What needs to be done.
Switch "target phrase" to "search phrase" in the rows below and keep every other line the same. Copy them back without the pictures.
-- BEGIN Exercise inputs --
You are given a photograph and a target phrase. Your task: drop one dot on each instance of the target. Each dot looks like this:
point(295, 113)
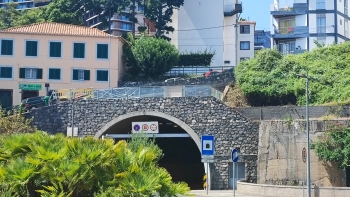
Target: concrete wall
point(293, 112)
point(205, 115)
point(280, 154)
point(289, 191)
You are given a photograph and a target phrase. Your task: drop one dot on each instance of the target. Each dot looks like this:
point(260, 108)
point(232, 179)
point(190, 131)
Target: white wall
point(229, 40)
point(301, 20)
point(329, 23)
point(199, 14)
point(341, 26)
point(329, 40)
point(302, 42)
point(246, 37)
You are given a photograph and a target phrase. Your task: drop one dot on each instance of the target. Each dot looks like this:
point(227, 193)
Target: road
point(218, 193)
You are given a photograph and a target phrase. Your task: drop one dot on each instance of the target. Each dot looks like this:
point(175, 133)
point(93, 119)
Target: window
point(79, 50)
point(102, 75)
point(320, 4)
point(81, 75)
point(321, 23)
point(30, 73)
point(286, 47)
point(245, 45)
point(5, 72)
point(245, 29)
point(6, 47)
point(31, 48)
point(55, 49)
point(321, 40)
point(102, 51)
point(346, 7)
point(346, 28)
point(54, 73)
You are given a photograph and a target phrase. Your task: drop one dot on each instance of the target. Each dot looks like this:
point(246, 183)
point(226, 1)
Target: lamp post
-- END Exercise inputs --
Solution for this task.
You are given a photograph and a search phrase. Your task: drop one dot on each instance of the target. Each dot looks like this:
point(295, 113)
Target: concrete wall
point(293, 112)
point(205, 115)
point(280, 154)
point(289, 191)
You are given a photograph and a search phrase. Your task: drop one dot on each instance of the target. Each dot looks like this:
point(260, 108)
point(232, 179)
point(190, 131)
Target: white wall
point(229, 40)
point(301, 20)
point(329, 23)
point(199, 14)
point(341, 26)
point(329, 40)
point(302, 42)
point(246, 37)
You are given a photograph and a search phrase. Your task: drop one dot on each instance of the target. Each dot looks like this:
point(227, 193)
Target: road
point(218, 193)
You are given a photograph and a search phrase. Your task: drop one dot on each instance of the target. Each dot looks like this:
point(175, 133)
point(93, 119)
Target: window
point(79, 50)
point(102, 75)
point(320, 4)
point(81, 75)
point(321, 23)
point(30, 73)
point(286, 47)
point(245, 45)
point(5, 72)
point(245, 29)
point(6, 47)
point(31, 48)
point(55, 49)
point(321, 40)
point(102, 51)
point(346, 7)
point(346, 28)
point(54, 73)
You are given a photograph and a search phrase. Your task: drop one dot on each instance of the target. Each dot looks like this:
point(246, 183)
point(226, 1)
Target: lamp post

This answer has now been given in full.